:: Instructions ::
a – In the excerpt on supervised learning, which distribution is used to define the new cost function for logistic regression?
b – Extend the excerpt on supervised learning and logistic regression, starting right after its final line.

:: Extract provided ::
Supervised learning algorithms are, roughly speaking, learning algorithms that learn to associate some input with some output, given a training set of examples of inputs x and outputs y.

#### 7.1 Probabilistic Supervised Learning

Most supervised learning algorithms in this book are based on estimating a probability distribution p(y | x). Linear regression is parameterized in terms of mean in real value domain but we can also talk about classes for example given a sample belons to class A or class B, 0 or 1 this type of regression is called logistic regression since we use sigmoid function to bound the probabilities in 0 to 1 range. Other function can also be used like tanh function.

#### Logistic Regression:
$$y' = \sigma(w^T.x+b)\\sigmoid,\sigma(x) = {1\over (1+e^{-x})} $$

since we are using sigmoid function the mean squared error no longer remains as convex and will not give optimal solution so we define new cost function using bernoulli's distribution since we are using binary classes:

$$
cost(y') = {\begin{cases}-log(y')&{\text{for }}y=1\\-log(1-y')&{\text{for }}y=0\end{cases}}
$$net cost over m examples can be written as:$$
J_{net-cost} = -{1\over m}\sum_i^my_ilogy'_i + (1-y_i)log(1-y'_i)

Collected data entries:

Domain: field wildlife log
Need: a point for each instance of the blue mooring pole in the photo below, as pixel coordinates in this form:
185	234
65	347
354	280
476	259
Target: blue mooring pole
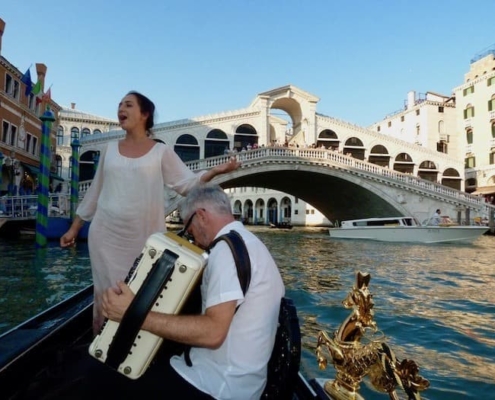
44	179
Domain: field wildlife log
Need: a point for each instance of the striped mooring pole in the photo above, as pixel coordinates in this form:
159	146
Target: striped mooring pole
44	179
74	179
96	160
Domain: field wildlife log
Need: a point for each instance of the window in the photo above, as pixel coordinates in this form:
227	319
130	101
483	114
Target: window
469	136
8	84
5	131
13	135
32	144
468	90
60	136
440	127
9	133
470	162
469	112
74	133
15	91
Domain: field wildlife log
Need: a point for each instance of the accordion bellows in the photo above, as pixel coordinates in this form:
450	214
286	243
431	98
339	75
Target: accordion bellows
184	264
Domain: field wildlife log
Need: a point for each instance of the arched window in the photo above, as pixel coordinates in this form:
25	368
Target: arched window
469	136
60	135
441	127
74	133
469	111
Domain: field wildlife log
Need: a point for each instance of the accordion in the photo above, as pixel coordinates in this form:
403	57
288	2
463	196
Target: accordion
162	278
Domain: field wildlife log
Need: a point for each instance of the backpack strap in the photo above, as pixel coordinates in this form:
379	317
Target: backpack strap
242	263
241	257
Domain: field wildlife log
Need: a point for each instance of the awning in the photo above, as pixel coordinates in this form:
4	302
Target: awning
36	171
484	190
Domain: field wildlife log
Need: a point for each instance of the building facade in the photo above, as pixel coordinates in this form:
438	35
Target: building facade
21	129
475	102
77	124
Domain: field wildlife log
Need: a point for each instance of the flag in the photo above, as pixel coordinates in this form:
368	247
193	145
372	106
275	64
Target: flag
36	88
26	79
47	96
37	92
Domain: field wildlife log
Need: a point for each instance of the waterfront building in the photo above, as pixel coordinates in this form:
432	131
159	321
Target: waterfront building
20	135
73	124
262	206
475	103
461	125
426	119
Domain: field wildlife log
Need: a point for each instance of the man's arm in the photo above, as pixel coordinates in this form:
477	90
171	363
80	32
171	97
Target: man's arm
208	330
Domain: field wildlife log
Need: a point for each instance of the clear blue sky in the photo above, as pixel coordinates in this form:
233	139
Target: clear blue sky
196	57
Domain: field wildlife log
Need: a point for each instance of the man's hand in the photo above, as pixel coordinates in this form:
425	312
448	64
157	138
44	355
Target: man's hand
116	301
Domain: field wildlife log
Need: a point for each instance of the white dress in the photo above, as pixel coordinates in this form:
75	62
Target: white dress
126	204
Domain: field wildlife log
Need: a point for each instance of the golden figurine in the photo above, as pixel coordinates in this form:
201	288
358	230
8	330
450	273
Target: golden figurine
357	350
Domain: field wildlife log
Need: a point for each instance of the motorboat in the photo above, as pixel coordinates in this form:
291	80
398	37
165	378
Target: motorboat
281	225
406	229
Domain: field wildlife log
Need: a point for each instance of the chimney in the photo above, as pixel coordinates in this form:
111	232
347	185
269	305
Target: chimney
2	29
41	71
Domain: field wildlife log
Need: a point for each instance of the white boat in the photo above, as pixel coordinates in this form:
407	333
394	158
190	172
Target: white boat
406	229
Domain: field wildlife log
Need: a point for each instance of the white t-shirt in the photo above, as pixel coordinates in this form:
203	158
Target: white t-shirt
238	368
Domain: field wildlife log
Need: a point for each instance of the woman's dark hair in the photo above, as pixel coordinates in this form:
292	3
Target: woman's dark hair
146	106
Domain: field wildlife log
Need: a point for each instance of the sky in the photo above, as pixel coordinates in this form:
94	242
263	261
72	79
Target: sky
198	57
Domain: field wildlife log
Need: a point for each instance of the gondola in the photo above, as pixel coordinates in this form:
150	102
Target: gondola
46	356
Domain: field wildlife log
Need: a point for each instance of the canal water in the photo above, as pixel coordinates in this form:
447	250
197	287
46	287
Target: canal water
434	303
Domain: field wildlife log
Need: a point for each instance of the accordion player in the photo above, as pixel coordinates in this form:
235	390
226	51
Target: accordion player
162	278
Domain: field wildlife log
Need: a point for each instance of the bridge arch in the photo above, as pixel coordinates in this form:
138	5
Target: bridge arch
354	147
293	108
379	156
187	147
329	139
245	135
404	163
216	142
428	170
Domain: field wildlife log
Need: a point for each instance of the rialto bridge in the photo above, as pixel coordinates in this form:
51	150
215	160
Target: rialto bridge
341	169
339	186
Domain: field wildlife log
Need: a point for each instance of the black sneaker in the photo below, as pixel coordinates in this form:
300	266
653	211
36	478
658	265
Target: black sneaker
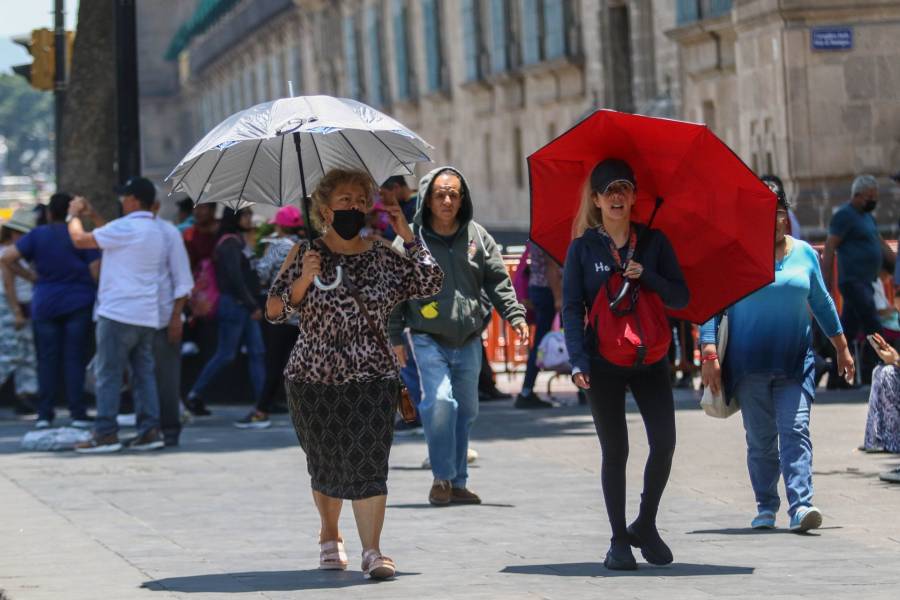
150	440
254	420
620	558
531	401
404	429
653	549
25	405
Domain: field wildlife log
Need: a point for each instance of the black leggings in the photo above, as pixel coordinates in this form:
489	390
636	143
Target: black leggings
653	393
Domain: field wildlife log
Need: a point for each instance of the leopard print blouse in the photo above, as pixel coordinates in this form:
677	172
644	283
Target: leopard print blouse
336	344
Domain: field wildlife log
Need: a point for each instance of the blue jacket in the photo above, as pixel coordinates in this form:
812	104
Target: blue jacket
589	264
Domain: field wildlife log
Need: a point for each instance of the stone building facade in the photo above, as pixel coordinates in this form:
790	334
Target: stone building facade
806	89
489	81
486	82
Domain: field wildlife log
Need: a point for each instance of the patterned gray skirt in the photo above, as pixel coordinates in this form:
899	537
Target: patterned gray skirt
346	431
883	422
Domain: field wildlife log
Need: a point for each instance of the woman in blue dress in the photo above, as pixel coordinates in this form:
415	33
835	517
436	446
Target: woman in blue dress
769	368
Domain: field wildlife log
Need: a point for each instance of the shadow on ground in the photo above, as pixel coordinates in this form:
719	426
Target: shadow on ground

---

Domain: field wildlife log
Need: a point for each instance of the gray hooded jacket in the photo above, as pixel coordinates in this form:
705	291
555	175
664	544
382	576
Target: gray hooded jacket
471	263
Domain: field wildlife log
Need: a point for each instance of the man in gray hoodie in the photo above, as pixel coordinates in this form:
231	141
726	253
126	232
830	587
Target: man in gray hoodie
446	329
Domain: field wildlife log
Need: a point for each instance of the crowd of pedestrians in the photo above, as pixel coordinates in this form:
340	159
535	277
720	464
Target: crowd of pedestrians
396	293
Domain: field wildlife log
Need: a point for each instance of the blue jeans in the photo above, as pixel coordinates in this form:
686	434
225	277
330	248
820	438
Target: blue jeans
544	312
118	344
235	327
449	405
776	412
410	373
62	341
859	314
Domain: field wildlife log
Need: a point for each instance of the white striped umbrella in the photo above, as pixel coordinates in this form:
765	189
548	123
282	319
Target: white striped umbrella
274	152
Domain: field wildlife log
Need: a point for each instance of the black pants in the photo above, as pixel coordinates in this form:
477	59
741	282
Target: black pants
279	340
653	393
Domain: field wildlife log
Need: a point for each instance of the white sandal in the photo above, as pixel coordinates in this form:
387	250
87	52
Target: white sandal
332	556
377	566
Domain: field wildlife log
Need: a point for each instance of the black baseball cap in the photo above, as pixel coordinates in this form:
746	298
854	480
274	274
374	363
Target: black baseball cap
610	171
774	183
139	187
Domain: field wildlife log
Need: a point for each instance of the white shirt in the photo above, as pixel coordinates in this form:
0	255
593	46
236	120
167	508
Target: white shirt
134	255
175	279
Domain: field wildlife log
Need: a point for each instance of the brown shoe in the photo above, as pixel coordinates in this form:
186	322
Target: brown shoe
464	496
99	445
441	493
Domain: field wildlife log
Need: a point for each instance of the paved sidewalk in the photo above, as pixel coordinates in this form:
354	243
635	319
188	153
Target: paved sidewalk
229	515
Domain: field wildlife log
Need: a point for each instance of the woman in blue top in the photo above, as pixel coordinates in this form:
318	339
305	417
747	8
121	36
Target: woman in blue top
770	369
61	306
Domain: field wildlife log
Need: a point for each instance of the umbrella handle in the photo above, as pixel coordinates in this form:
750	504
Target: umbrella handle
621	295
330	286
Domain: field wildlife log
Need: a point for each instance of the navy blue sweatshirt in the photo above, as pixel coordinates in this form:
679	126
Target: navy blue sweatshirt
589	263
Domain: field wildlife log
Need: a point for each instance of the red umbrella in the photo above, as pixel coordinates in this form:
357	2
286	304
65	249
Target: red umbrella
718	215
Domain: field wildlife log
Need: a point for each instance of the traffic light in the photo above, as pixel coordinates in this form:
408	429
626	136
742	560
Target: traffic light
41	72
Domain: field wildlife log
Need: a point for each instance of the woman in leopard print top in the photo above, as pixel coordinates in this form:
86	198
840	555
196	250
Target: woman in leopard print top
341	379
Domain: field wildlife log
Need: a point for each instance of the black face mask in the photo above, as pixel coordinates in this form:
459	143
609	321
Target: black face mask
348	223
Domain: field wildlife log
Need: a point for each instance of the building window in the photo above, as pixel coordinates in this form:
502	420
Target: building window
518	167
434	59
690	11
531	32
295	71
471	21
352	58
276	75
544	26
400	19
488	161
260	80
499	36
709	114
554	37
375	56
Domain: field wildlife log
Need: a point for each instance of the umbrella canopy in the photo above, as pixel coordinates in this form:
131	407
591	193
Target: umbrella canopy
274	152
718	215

* * *

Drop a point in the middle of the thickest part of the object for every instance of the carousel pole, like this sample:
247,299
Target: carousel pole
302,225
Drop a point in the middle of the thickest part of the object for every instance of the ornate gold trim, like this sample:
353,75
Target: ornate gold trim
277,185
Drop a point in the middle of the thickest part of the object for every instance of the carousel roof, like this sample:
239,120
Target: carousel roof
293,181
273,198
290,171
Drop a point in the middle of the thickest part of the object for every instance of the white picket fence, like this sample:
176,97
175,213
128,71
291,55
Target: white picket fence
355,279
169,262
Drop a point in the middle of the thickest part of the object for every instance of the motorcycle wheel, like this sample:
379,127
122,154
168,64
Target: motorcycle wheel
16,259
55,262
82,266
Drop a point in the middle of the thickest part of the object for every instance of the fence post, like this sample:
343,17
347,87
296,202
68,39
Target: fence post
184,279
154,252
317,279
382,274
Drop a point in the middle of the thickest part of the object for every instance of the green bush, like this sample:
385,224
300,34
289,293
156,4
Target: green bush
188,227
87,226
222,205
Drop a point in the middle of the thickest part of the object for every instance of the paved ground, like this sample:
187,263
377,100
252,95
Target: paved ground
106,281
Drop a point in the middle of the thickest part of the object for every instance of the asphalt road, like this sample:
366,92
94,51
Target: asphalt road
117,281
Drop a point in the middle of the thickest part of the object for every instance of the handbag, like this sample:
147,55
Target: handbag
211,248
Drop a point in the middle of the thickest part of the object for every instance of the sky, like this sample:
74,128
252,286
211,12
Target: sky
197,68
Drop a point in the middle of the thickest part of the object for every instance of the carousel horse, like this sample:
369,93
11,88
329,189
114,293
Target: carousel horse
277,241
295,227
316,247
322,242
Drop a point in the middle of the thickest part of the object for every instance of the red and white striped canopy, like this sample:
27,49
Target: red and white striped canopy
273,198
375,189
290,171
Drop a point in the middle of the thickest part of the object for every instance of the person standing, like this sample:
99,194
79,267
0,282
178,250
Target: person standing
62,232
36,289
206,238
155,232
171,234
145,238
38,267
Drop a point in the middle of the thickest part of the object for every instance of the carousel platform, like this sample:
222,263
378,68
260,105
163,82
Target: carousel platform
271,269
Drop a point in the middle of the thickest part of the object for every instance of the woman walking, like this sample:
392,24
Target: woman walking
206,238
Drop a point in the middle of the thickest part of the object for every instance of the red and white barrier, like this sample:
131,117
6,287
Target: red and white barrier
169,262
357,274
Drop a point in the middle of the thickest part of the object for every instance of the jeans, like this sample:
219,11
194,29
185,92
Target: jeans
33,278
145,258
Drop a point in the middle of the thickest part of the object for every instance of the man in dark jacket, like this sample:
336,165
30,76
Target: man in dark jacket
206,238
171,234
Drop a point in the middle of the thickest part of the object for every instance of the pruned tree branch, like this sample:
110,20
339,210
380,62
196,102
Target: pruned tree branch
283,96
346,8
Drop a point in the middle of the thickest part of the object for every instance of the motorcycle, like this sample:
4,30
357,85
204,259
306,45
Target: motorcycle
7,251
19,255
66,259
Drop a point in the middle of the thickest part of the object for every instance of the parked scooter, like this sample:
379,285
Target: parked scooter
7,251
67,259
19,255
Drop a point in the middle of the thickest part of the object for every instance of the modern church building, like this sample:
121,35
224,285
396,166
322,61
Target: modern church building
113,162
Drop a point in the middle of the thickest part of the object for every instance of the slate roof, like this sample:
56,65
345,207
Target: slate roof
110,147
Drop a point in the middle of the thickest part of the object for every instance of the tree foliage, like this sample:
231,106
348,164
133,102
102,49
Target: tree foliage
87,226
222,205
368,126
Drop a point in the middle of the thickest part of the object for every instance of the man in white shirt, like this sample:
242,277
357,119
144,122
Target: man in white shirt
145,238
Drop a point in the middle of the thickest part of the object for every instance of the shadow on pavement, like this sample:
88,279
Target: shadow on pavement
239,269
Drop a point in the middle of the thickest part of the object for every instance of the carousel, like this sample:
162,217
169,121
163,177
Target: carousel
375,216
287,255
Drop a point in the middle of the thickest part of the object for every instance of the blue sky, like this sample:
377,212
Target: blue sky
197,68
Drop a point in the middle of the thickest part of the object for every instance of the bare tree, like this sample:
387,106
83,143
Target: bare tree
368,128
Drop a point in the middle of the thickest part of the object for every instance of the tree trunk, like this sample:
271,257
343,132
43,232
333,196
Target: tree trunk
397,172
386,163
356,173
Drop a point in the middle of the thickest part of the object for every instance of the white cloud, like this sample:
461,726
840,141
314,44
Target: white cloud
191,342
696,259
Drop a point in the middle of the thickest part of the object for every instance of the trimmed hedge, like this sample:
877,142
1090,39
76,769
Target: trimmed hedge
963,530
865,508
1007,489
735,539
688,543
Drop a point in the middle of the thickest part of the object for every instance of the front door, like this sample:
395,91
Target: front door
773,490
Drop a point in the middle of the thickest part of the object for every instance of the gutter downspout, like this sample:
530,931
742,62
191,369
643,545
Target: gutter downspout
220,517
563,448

:: Response list ::
a – Bernoulli's distribution

b –
$$

here J is a convex function and so,
now we can simply use gradient descent method over it. 

>NOTE: During prediction we say if y'(probability of being y=1) > 0.5 sample goes to class y = 1 else y = 0 class

Let's give it a try:.....

In [None]:
# defining problem run this cell...
np.random.seed(12)
x1 = np.abs(np.random.randn(100,1))
x2_1 = 10*np.abs(np.random.randn(100,1))
x2_2 = (x2_1) + 20 + np.random.randn(100,1)

x_1 = np.append(x1,x2_1,axis=1)
y_1 = np.ones((x_1.shape[0],1))
x_2 = np.append(x1,x2_2,axis=1)
y_2 = np.zeros((x_2.shape[0],1))

x = np.append(x_1,x_2,axis=0)
y = np.append(y_1,y_2,axis=0)

print("yellow ones have class y = 0 and green ones have class y = 1")
plt.plot(x1,x2_1,'go')
plt.plot(x1,x2_2,'yo')
plt.show()


In [None]:
# Logistic regression model: Complete this part and run.......
# defining the cost function
np.random.seed(1)
f, ax = plt.subplots(1,3,figsize=[16,4])
def cost(y,yd):
    m = y.shape[0]
    
    ## YOUR CODE HERE
    J = None # define cost as explained use --> (-1/m)*np.sum(y*np.log(yd) + (1-y)*np.log(1-yd))
    # END
    
    return J

def grads(y,yd,x):
    m = y.shape[0]
    
    ## YOUR CODE HERE
    dw = None # calc diff of cost w.r.t w as --> (-1/m)*(np.dot(x.T,y*(1-yd)) - np.dot(x.T,(1-y)*yd))
    db = None # calc diff of cost w.r.t b as --> (-1/m)*np.sum(y*(1-yd) - (1-y)*yd)
    # End
    
    return dw, db

def sigmoid(x):
    return 1/(1 + np.exp(-x)) # sigmoid function

def logistic_reg(y,x,lr):
    # similar to linear reression bus with different cost and grads
    [m, n] = x.shape
    mse = []
    los = []
    
    # weights initializzation........
    w = 0.01*np.random.randn(n,1)
    b = 0.01*np.random.randn(1,1)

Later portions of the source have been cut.